Montreal activist Anne
Streeter suggested that I call Henry
Spira, and gave me his telephone
number. He sent an inch-thick packet
of help, including a big chunk of
the material now incorporated into
Strategies for Activists, detailing
how Henry plays the end game to
achieve his goals after accomplishing
initial exposure. A former newspaper
muckrake himself, who covered
the voting rights struggle in
Mississippi during the early 1960s,
Spira understood both the limitations
and opportunities of journalism. A
good reporter is not an activist; but
a good reporter, as well as exposing
problems, can also find and write
about possible “everyone wins”
solutions. Through timely example,
Spira showed how. I began writing
articles about insurance and liability,
pointed out that courts favor voluntary
corrective action undertaken
upon discovery of risk, and fairly
soon was writing about appropriate
corrective initiatives.
In outward form,
Strategies for Activists is a scrapbook
owing ancestry to the “nonbooks”
published by avant garde
figures such as sexual revolution
apostle Jim Haynes and experimental
writer Richard Kostelanetz in the
late 1970s: a compendium of the
compiler’s own essays among a jumble
of interviews and clippings about
his work. Except in being published,
and in having a predetermined
organizing principle, such a
volume much resembles anyone
else’s scrapbook––or stone soup, to
which many people contribute whatever
they have in hopes the whole
will be more than the sum of its
parts. Since Spira is about the same
age as Haynes and Kostelanetz, who
were once far better known, the
comparison is in itself instructive.

JOB 1: Render everything in the data entries from the line containing "of the tree" down to the final line of the data entries as a Markdown table with columns "Row" and "Line," skipping blank lines. Omit the pictures from your answer.

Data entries
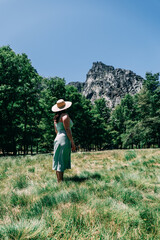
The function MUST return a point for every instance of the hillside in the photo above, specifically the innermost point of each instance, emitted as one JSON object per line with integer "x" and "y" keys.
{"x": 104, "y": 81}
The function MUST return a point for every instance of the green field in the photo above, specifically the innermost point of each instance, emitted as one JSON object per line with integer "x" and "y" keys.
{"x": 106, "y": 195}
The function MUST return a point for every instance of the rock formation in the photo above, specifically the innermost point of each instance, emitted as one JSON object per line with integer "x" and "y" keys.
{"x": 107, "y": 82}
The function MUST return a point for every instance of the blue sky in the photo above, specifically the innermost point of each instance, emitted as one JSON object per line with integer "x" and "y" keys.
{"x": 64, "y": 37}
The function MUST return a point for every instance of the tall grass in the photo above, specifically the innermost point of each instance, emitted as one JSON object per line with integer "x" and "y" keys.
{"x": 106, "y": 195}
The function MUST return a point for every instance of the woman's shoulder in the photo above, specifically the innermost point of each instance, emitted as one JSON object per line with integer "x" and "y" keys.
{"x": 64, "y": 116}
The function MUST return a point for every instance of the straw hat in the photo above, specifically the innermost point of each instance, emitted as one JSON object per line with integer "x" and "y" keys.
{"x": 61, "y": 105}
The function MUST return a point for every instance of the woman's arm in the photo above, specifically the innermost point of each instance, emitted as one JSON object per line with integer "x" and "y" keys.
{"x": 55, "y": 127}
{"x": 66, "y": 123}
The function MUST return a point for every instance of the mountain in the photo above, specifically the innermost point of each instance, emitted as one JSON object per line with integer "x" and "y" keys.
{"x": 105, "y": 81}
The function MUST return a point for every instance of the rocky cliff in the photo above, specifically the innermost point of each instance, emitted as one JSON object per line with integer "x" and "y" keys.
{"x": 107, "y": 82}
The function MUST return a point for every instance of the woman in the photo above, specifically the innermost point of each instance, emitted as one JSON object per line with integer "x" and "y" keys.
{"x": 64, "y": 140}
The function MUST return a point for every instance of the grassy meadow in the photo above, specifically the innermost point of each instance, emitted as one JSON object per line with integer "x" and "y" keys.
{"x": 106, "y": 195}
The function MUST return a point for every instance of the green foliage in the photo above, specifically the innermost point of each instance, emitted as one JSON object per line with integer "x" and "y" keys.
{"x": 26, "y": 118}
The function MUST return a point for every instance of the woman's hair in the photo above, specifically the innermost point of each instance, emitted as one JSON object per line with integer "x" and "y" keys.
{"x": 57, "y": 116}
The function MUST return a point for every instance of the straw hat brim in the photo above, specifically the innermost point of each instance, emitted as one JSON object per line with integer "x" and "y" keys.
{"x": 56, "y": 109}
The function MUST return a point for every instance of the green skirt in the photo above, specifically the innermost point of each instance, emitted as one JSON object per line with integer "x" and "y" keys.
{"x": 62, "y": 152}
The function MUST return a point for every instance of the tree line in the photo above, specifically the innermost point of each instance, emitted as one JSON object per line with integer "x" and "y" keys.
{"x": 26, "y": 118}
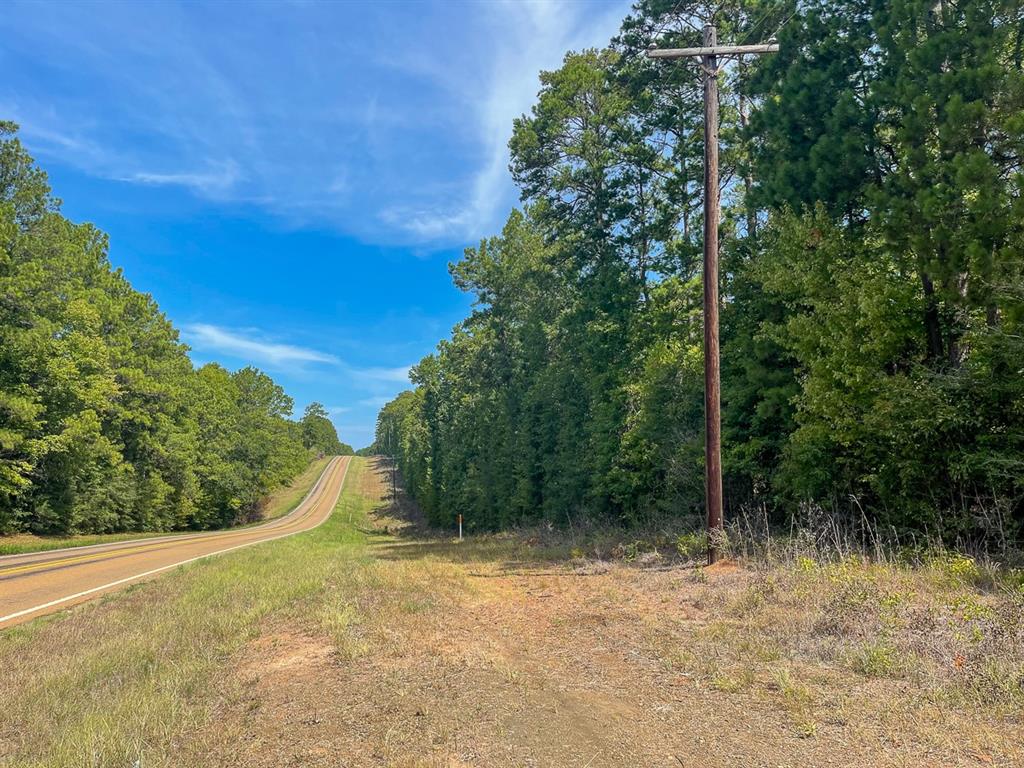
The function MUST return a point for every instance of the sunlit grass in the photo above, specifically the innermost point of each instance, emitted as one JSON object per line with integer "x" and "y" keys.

JOB 2: Carry on the passage about Henry Spira and Strategies for Activists from the point where it stops.

EXERCISE RESPONSE 1:
| Row | Line |
|---|---|
| 1 | The function MUST return a point for every instance of the tree line in the photo above, specifically the innermost point of each instance, emitted as one JSON object per line with integer "x" and "y" keys. |
| 2 | {"x": 26, "y": 118} |
| 3 | The function MUST return a point for every instance of the sunlit grass in the photo above, specifically the innermost point of each instance, emitted as one JSON object per line with integer "x" and "y" keys. |

EXERCISE RESPONSE 2:
Haynes, a humanely inclined longtime
vegetarian, though never
actively involved in animal causes,
was an early publisher and promoter
of Germaine Greer, Dick Gregory,
and Mick Jagger, among others,
who unleashed dynamic theories
with little idea where they were
going or what they might achieve.
Co-option, opposite to Haynes’
intent, may have come through lack
of strategic planning and taking
responsibility. Kostelanetz, on the
other hand, had a seemingly workable
strategy for transforming literature,
which after more than 30 years
of concerted endeavor has nonetheless
apparently gone in circles, perhaps
because his ideas spring more
from aesthetic sensibility than moral
purpose, and he has not persuaded
book-buyers to buy his aesthetics.
Spira presumes moral purpose,
and proceeds from there with
a nine-point Blueprint for Change:
• Try to understand the public’s
current thinking and where it could
be encouraged to go. Above all,
keep in touch with reality.
• Select a target on the basis of
vulnerabilities to public opinion, the
intensity of suffering, and the
opportunities for change.
• Set goals that are achievable.
Bring about meaningful change one
step at a time. Raising awareness is
not enough.
• Establish credible sources of
information and documentation.
Never assume anything; check
everything out at the source.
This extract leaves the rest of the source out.